- [How to complete this task] Quote the part of the cattle-dipping excerpt that opens with the words containing "Statistical analysis" and closes with "and t – tests.".

- [Excerpt]
+++

Two plunge dips available in the village were reconstructed and used for dipping animals twice monthly in cypermethrin pyrethroid acaricides. The running costs for dipping were evaluated and a sustainable funding mechanism involving individual livestock keepers developed and put in place. A diesel run generator was used to pump up water from an underground well. The entire water plumbing system for the village was rehabilitated and water meters to monitor water consumption were installed at strategic places including near the plunge dip. A water pump for removal of dirt water from the dip tanks during refilling was installed near the plunge dip. Costs for dip reconstruction, the generator, the water pump, plumbing works, water meters, water in the plunge dip tanks and acaricides were all paid for by this study. However dipping was charged at 100 Tanzanian shillings (US$ 0.08) per animal and the collected revenue banked. The revenue was continuously collected for 4 years and used in the fifth year after establishment of a Livestock Farmers Cooperative Society. The dip tank was cleaned, filled with water and replenished with acaricides by farmers.

Examination of haemoparasite infections in calves

In order to understand the risks and prevalence rates of T. parva and other haemoparasites, 1615 calves of <10 weeks of age including newly born were randomly selected and clinically examined. Age of calves was determined through owner’s records, umbilical stump and hair pattern. The presence of clinical signs of theileriosis was assessed by examination of prescapula and parotid lymph nodes and blood smears. The sizes of right and left prescapula and parotid lymph nodes were measured. Any lymph node (left or right or both) measuring more than 3 cm in length was categorized as enlarged, indicating infection. Blood from each calf (3-10 ml) was collected aseptically from the external jugular vein into 10 ml vacuum tubes (Vacutainer^® Dickinson B-D United Kingdom) coated with potassium ethylene amino-tetracetate (K₃EDTA) using 20 gauge needles. Blood smears were prepared and stained with Giemsa stain for light microscopic examination of T. parva, anaplasma and babesia piroplasms and other haemoparasites. Blood was analysed using standard methods for determination of erythrocyte (red blood cell, RBC) and total and differential leukocyte (white blood cell, WBC) counts, haemoglobin (Hb) concentration and packed cell volume (PCV).

Cost benefit analysis

Cost benefit analysis was performed and involved comparing of costs and returns from dipping benefits. The costs included cost of running the dips, in terms of acaricide and water supply and supervision. The financial support provided through research funds to cover dipping costs was also included in the village costs. The benefits involved animals available for sale per year and calculations based on animals for sale as a summation of offtake and culling rates, and direct cash revenue from dipping fees charged per animal.

Statistical analysis

Data obtained from questionnaires were analyzed by using statistical package for social sciences (SPSS). Data on haematological values were analyzed by excel. Descriptive statistics were analyzed to determine frequencies, means and standard deviations. Comparative analyses were conducted using ci-square and t – tests.

+++

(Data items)
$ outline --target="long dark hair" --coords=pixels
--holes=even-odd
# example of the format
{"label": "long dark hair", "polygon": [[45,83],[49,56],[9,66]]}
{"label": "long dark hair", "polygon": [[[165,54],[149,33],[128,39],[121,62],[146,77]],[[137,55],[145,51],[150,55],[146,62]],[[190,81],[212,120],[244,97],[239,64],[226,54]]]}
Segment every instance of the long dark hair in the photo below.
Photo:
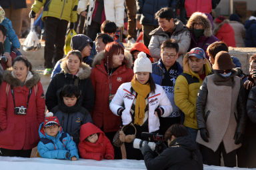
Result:
{"label": "long dark hair", "polygon": [[[133,77],[133,79],[136,79],[136,73],[134,74]],[[149,81],[147,82],[147,83],[149,83],[150,92],[155,93],[155,90],[156,87],[155,87],[155,83],[154,79],[152,77],[152,74],[151,73],[149,73]],[[134,91],[134,89],[133,89],[133,87],[131,87],[131,93],[133,93],[133,91]]]}

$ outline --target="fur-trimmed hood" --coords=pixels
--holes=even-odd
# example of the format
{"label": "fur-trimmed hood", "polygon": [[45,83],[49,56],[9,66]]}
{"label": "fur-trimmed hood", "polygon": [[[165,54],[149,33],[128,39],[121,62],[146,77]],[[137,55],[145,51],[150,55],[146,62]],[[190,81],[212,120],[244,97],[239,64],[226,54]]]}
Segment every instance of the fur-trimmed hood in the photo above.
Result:
{"label": "fur-trimmed hood", "polygon": [[[12,70],[5,70],[4,71],[3,81],[13,87],[18,87],[22,85],[22,82],[15,77]],[[28,89],[31,89],[37,85],[39,81],[39,75],[33,71],[30,71],[27,73],[26,79],[25,80],[25,85]]]}
{"label": "fur-trimmed hood", "polygon": [[223,26],[224,24],[225,23],[228,23],[229,24],[229,19],[225,19],[223,21],[222,21],[222,23],[219,23],[219,25],[217,25],[216,26],[216,27],[215,28],[214,31],[213,31],[213,35],[216,35],[217,33],[219,31],[219,30],[222,27],[222,26]]}
{"label": "fur-trimmed hood", "polygon": [[203,27],[205,28],[205,31],[203,32],[203,35],[209,37],[213,35],[212,33],[212,25],[210,20],[208,19],[207,16],[200,12],[195,12],[192,14],[191,17],[189,18],[189,21],[186,26],[191,30],[193,30],[193,22],[198,21],[201,22],[203,23]]}
{"label": "fur-trimmed hood", "polygon": [[[61,72],[64,73],[69,73],[69,69],[67,69],[67,65],[66,60],[64,59],[62,61],[61,63]],[[78,73],[77,73],[77,76],[79,78],[79,79],[85,79],[87,78],[89,78],[91,75],[91,67],[81,62],[80,67],[79,67],[79,70],[78,71]]]}
{"label": "fur-trimmed hood", "polygon": [[[105,57],[105,50],[99,52],[97,53],[93,59],[92,66],[93,67],[96,67],[97,65],[99,65],[101,63],[101,61]],[[131,68],[133,65],[133,57],[131,56],[131,54],[129,52],[127,52],[125,51],[125,58],[126,59],[127,61],[125,64],[126,68]]]}

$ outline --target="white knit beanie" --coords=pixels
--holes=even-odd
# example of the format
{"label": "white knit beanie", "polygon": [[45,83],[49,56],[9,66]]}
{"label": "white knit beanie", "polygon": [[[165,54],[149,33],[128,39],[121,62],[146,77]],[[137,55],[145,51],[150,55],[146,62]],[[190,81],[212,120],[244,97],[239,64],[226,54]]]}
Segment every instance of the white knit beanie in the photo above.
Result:
{"label": "white knit beanie", "polygon": [[149,72],[152,73],[152,63],[144,52],[138,54],[138,57],[134,61],[133,73]]}

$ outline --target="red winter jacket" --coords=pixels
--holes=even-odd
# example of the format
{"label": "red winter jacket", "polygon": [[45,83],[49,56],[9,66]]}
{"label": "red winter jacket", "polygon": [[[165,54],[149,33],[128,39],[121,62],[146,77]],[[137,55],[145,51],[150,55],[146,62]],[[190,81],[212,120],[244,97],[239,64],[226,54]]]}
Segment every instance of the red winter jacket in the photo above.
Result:
{"label": "red winter jacket", "polygon": [[210,13],[211,12],[211,0],[186,0],[185,8],[188,17],[195,12]]}
{"label": "red winter jacket", "polygon": [[213,31],[213,35],[219,41],[224,41],[227,47],[235,47],[235,32],[227,19],[224,20],[216,27]]}
{"label": "red winter jacket", "polygon": [[[39,141],[38,129],[43,121],[45,109],[43,87],[37,73],[29,72],[26,79],[21,87],[21,81],[13,77],[11,71],[5,71],[3,74],[4,82],[0,89],[0,148],[31,149]],[[27,107],[27,96],[32,87],[25,115],[15,114],[11,87],[6,90],[7,83],[13,86],[16,107]]]}
{"label": "red winter jacket", "polygon": [[[85,139],[94,133],[98,134],[98,141],[93,143]],[[101,161],[103,159],[113,159],[114,148],[105,133],[91,123],[87,123],[81,127],[80,143],[78,145],[80,155],[83,159]]]}
{"label": "red winter jacket", "polygon": [[[127,60],[126,65],[120,66],[112,75],[109,76],[104,65],[104,52],[101,51],[93,59],[93,69],[91,74],[91,80],[95,91],[95,102],[92,111],[94,123],[99,127],[103,127],[103,131],[114,132],[120,127],[121,117],[112,113],[109,109],[109,94],[115,94],[118,87],[123,83],[130,82],[133,76],[133,71],[131,69],[133,59],[131,55],[125,53]],[[109,93],[111,83],[111,93]]]}

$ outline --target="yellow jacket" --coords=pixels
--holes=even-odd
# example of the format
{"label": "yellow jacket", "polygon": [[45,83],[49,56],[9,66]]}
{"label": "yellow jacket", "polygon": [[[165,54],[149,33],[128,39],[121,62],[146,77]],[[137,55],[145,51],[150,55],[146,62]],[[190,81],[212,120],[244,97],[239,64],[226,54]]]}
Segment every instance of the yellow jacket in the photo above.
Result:
{"label": "yellow jacket", "polygon": [[42,19],[55,17],[75,23],[77,20],[78,0],[35,0],[31,9],[37,13],[43,6]]}
{"label": "yellow jacket", "polygon": [[[184,113],[184,125],[197,129],[195,113],[197,93],[203,83],[197,73],[192,71],[189,66],[187,53],[183,59],[183,73],[177,78],[174,87],[174,101]],[[208,60],[204,65],[205,75],[211,72],[211,66]]]}

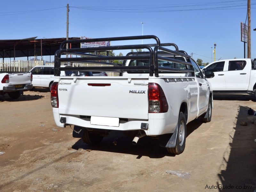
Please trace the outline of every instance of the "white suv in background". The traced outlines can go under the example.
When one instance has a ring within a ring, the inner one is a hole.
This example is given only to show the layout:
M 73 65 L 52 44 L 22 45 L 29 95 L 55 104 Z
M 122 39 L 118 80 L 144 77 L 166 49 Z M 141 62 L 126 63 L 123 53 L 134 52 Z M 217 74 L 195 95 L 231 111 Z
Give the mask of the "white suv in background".
M 33 75 L 33 87 L 50 87 L 55 77 L 54 67 L 44 65 L 36 66 L 30 71 Z

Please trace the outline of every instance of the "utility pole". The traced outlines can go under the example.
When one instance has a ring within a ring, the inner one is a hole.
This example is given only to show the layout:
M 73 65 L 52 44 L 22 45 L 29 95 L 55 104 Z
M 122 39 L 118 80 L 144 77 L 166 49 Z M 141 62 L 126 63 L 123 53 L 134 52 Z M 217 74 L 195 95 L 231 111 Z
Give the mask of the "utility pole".
M 216 47 L 217 46 L 217 44 L 214 43 L 213 44 L 213 47 L 214 47 L 214 61 L 216 60 Z
M 251 58 L 251 0 L 248 0 L 248 42 L 247 43 L 247 58 Z
M 68 12 L 69 12 L 69 5 L 68 3 L 67 4 L 67 40 L 68 40 Z M 66 48 L 68 48 L 68 44 L 66 44 Z M 66 54 L 66 57 L 68 57 L 68 54 Z

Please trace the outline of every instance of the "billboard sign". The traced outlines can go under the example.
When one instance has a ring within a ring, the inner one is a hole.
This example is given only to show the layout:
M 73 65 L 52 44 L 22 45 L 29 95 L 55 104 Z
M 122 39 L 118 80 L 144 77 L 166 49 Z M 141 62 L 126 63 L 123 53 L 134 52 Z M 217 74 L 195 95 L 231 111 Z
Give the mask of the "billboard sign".
M 247 43 L 248 39 L 248 26 L 241 22 L 241 41 Z
M 92 39 L 85 36 L 81 36 L 81 39 Z M 81 48 L 87 48 L 88 47 L 96 47 L 104 46 L 110 46 L 110 41 L 99 41 L 98 42 L 87 42 L 81 43 Z

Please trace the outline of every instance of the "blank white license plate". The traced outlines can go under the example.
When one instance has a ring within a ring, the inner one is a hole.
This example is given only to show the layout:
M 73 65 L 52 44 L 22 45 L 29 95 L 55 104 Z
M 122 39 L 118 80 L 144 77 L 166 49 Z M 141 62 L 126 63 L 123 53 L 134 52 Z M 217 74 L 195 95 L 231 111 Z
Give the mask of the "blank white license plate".
M 119 118 L 92 116 L 91 124 L 119 127 Z

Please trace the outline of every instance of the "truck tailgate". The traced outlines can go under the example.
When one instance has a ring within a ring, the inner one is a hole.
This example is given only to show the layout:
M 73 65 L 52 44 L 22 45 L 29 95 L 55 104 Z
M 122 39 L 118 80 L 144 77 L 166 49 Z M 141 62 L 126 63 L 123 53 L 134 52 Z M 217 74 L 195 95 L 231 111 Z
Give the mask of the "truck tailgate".
M 30 73 L 9 73 L 9 85 L 30 84 Z
M 148 119 L 148 78 L 110 77 L 60 78 L 60 114 Z

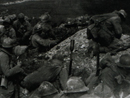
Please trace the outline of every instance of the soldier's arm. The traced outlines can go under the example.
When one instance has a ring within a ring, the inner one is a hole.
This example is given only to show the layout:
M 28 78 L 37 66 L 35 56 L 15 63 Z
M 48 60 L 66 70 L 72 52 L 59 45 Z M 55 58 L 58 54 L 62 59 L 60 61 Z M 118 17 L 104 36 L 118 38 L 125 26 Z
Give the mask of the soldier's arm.
M 20 68 L 19 66 L 15 66 L 13 68 L 10 68 L 9 57 L 7 55 L 4 55 L 4 54 L 1 55 L 0 62 L 1 62 L 0 67 L 2 69 L 2 72 L 6 77 L 11 77 L 11 76 L 13 76 L 15 74 L 23 72 L 23 69 Z
M 23 37 L 27 37 L 27 36 L 31 35 L 31 32 L 32 32 L 32 26 L 31 26 L 31 24 L 27 21 L 27 31 L 25 32 L 25 34 L 24 34 Z
M 37 43 L 39 43 L 40 45 L 45 46 L 45 47 L 57 43 L 56 40 L 42 39 L 40 36 L 36 37 L 36 41 L 37 41 Z
M 114 31 L 115 31 L 115 36 L 116 36 L 116 38 L 119 39 L 122 35 L 121 20 L 118 18 L 115 18 L 115 19 L 113 19 L 112 23 L 113 23 L 113 27 L 114 27 Z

+++

- [Solution]
Statistical analysis

Data obtained from questionnaires were analyzed by using statistical package for social sciences (SPSS). Data on haematological values were analyzed by excel. Descriptive statistics were analyzed to determine frequencies, means and standard deviations. Comparative analyses were conducted using ci-square and t – tests.